• [Dataset records]:
· · · ·

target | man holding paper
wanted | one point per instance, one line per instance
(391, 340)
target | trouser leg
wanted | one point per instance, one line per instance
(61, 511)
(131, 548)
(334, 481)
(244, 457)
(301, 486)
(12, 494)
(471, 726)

· · · ·

• [Prompt]: Reproduce all of the data above line for line, changing nothing.

• [Reply to the exercise]:
target | man holding paper
wanted | one point per instance, one line per instance
(391, 340)
target | trouser leg
wanted | one point per instance, one line per instance
(61, 511)
(131, 548)
(334, 481)
(244, 457)
(301, 486)
(12, 494)
(471, 726)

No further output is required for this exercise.